A package can be seen as a group of modules, or python files. Libraries are a collection of packages. They usually provide convenient functionalities that allow for users to not have to type out commonly used functions that are not built-in. To install a package we would execute the following code (pandas and numpy will be used as examples):

pip install numpy
pip install pandas

Then, to import the package/library into into the local workspace:

import numpy 
import pandas

alternatively, if I wanted to abbreviate numpy as np and pandas as pd, I would:

import numpy as np
import pandas as pd

You would want to do this so that when you are calling a function that belongs in the library, you wouldn’t have to fully type out “pandas” or “numpy.”

pd.readcsv() 

as opposed to

pandas.readcsv()

Describe what is a data frame? Identify a library of functions that is particularly useful for working with data frames. In order to read a file in its remote location within the file system of your operating system, which command would you use? Provide an example of how to read a file and import it into your work session in order to create a new data frame. Also, describe why specifying an argument within a read_() function can be significant. Does data that is saved as a file in a different type of format require a particular argument in order for a data frame to be successfully imported? Also, provide an example that describes a data frame you created. How do you determine how many rows and columns are in a data frame? Is there an alternate terminology for describing rows and columns?

□ □ □

◆ **Brief A**
Print the part of the passage on Python packages from "Then, to import" up to and including "pd.readcsv()", word for word.
◆ **Brief B**
Carry on the passage about Python packages and libraries from the point where it ends.

◆ **Rows**

□ □ □

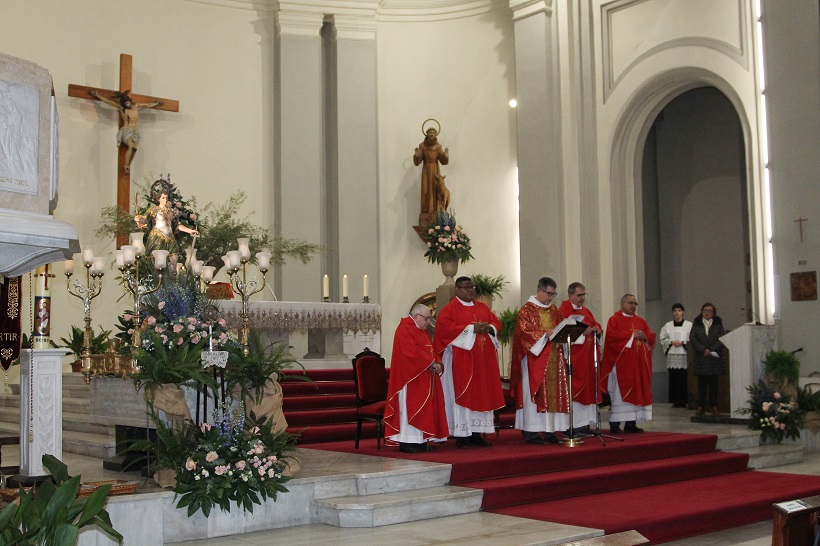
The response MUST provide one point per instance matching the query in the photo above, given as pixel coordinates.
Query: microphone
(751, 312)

□ □ □

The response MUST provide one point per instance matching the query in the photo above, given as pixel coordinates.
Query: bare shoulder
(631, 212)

□ □ □

◆ **Expected answer A**
Then, to import the package/library into into the local workspace:

import numpy 
import pandas

alternatively, if I wanted to abbreviate numpy as np and pandas as pd, I would:

import numpy as np
import pandas as pd

You would want to do this so that when you are calling a function that belongs in the library, you wouldn’t have to fully type out “pandas” or “numpy.”

pd.readcsv()

◆ **Expected answer B**
Dataframes are data structures akin to spreadsheets. The pandas library is the most commonly used to handle and work with dataframes in python. To read a file (csv as an example) remotely and import it into the local work session, first you must specify the directory of the file being imported. It is convenient to save the directory to a variable. Then, you would use the read_csv function in the pandas library to read in the actual data, taking in the directory as an argument and specifying the separator

path_to_data = #directory
df = pd.read_csv(path_to_data, sep = ',')

Specifying what comes after the read_ in the function is important, since there are different ways data is stored. The example above deals with a csv (comma separated values) file that have values that are separated by commas, while other forms of data such as tsv (tab separated values) files have values that are separated by tabs. To continue on with the example, you can determine how many rows and columns are in the dataframe by executing:

df.shape

The output lists the rows and columns. Rows and columns combined form the shape of the dataframe.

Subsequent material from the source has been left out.